Assignment: Restate every record word for word, without the pictures.
-- Task input follows --
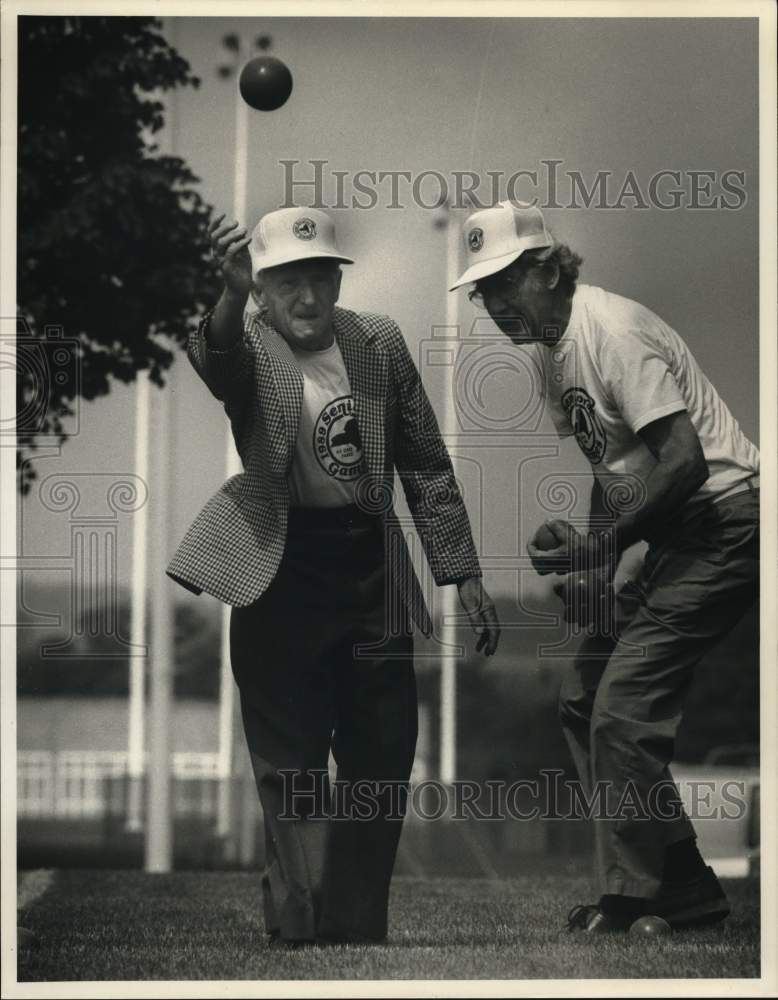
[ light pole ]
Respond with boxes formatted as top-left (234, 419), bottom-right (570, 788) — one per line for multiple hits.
top-left (214, 31), bottom-right (273, 856)
top-left (126, 372), bottom-right (149, 832)
top-left (434, 201), bottom-right (461, 785)
top-left (145, 376), bottom-right (175, 872)
top-left (144, 17), bottom-right (180, 870)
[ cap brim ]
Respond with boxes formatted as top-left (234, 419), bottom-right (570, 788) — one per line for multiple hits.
top-left (253, 250), bottom-right (354, 273)
top-left (448, 233), bottom-right (553, 291)
top-left (448, 250), bottom-right (523, 291)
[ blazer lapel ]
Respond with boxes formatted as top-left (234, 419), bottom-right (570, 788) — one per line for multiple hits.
top-left (253, 308), bottom-right (386, 479)
top-left (334, 310), bottom-right (387, 479)
top-left (256, 318), bottom-right (304, 474)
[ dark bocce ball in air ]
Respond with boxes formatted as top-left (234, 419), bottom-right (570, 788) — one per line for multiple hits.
top-left (239, 55), bottom-right (293, 111)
-- Task input concluded --
Response to this exercise:
[ light pole ]
Respond with boxes formatted as top-left (234, 419), bottom-right (570, 788) — one per line for multiple hits.
top-left (214, 31), bottom-right (273, 856)
top-left (126, 372), bottom-right (149, 832)
top-left (434, 201), bottom-right (461, 785)
top-left (145, 376), bottom-right (175, 872)
top-left (144, 17), bottom-right (180, 870)
[ cap brim ]
Respond with boxes formatted as top-left (234, 419), bottom-right (570, 788) — one per line for multiple hits.
top-left (253, 250), bottom-right (354, 273)
top-left (448, 233), bottom-right (553, 291)
top-left (448, 250), bottom-right (523, 291)
[ blazer lapel ]
Respond with boxes formatted as top-left (234, 419), bottom-right (570, 788) — one per line for multiple hits.
top-left (253, 308), bottom-right (386, 479)
top-left (334, 310), bottom-right (387, 479)
top-left (256, 318), bottom-right (304, 474)
[ dark bocce ball in air ]
Respond with boxes formatted as top-left (234, 419), bottom-right (570, 788) — one per line for multiple hits.
top-left (239, 55), bottom-right (293, 111)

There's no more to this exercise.